Custom Made: Mass Appeal
Artist: Custom Made
Interviewer: Todd Davis
Custom Made, originally comprised of emcees Sinister Six, Bluff, Element, Skandalous Scoobs and Aneek, are a West Coast based Hip-Hop collective first formed back in 2003. Due to unforeseen circumstances, and following the release of their 'official' debut, L.A. State of Mind, group member Six found himself facing serious incarceration. Not letting that obstacle be a major deterrence, Custom Made instead persevered and soon went on to put out their popular Street Cinema mix-tape series. After aligning themselves with indie powerhouse, Babygrande Records, the rap entity eventually dropped their critically praised Sidewalk Mindtalk: The Best of the Custom Made Mixtapes offering in late '06. With Aneek deflecting to the East Coast, and Six's current lock down status, the, now down to a, musical trio are finally readying the launch of their highly anticipated sophomore opus, Original Dynasty.
Let's just jump right into this brand new album -- You titled the record, Original Dynasty, how come?
Element: We titled the record Original Dynasty because we are the producers of the new foundation for the new generation.
Scoobs: This is the Original Dynasty. We kept this album all crew. Everyone was on the album, from the founding members to the extended fam, so it was only right that we titled the record Original Dynasty. The only person that couldn't make the record was Six, due to his incarceration.
How do you feel that Original Dynasty either differs and/or compares to previous Custom Made releases?
Element: I think this differs from past releases because we have been growing and developing our style, and redefining our techniques. We've been going through a lot of situations that have been giving us more confidence. This is a more updated and complete project.

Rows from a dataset
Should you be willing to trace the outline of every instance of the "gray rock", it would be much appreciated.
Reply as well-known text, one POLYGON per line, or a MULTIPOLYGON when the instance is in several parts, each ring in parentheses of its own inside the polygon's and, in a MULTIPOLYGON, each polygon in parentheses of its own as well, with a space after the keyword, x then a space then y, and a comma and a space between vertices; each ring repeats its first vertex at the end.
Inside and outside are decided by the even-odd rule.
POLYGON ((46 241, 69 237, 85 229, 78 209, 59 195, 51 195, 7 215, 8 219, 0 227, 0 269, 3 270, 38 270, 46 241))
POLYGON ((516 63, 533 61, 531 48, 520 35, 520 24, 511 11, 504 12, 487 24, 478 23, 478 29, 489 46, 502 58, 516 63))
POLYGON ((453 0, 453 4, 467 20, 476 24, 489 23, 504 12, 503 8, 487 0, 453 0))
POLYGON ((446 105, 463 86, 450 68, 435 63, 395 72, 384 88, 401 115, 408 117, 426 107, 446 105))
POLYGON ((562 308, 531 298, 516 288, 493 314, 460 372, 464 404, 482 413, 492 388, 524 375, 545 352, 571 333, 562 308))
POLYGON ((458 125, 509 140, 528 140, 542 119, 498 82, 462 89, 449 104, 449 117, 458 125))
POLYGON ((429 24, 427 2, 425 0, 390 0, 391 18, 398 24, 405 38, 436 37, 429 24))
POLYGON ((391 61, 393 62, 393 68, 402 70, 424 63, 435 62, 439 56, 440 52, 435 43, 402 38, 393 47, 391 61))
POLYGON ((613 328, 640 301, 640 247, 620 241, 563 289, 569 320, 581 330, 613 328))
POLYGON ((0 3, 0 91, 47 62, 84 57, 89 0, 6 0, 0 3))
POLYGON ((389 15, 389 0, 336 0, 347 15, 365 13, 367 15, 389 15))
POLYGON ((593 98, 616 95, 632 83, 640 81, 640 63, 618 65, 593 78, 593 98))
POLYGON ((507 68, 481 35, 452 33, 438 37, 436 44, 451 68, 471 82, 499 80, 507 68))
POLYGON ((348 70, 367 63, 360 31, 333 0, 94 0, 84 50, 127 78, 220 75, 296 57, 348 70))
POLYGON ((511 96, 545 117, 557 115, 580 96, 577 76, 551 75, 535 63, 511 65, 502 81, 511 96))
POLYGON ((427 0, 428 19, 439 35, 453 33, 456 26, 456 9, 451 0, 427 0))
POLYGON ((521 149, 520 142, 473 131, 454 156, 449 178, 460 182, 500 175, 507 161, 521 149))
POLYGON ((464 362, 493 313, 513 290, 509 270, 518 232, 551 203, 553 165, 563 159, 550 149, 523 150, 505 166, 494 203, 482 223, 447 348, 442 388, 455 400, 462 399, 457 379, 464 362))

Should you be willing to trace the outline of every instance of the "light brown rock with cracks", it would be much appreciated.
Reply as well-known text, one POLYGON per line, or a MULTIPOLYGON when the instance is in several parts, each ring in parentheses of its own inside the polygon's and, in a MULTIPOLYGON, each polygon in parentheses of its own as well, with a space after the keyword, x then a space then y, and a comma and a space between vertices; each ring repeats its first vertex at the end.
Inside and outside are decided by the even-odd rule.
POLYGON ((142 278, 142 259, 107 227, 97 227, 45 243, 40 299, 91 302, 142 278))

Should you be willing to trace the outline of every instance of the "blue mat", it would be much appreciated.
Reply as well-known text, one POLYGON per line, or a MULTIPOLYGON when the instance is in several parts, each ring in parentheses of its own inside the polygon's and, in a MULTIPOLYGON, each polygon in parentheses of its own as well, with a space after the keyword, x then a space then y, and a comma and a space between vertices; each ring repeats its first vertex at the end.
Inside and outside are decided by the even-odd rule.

Given problem A:
Answer these questions from the Custom Made interview:
(i) In what year was Custom Made first formed?
(ii) Which record label did the group align with before releasing Sidewalk Mindtalk?
(iii) According to Scoobs, who was the only person who couldn't make the Original Dynasty record?
Given problem B: Carry on the Custom Made interview from its last line.
These rows stand apart from the Custom Made interview and are separate material.

Response A:
(i) 2003
(ii) Babygrande Records
(iii) Six, due to his incarceration

Response B:
Scoobs: I would have to say that Original Dynasty is our best release yet. This release shows a more mature side of the group. People are going to be able to see how much we've grown from our first release up to Original Dynasty. We've always been real personal with our music, but this is our most personal project to date. We put our lives on these tracks and it shows. We basically combined a lot of elements from our previous projects and worked them into this one. The production on this release is more soulful as well. We're still bringing you that hardcore Hip-Hop we're known for, but this album has more concepts and more storytelling. Overall, it's a very well rounded album from the entire group.
For someone, like my-self, who hasn't heard it yet, what would you tell that person can be expected? Are there any highlights; i.e., cameo appearances, favorite tracks, producers, etcetera?
Element: I would say no matter what genre of music you listen to, Custom Made is a group you could appreciate.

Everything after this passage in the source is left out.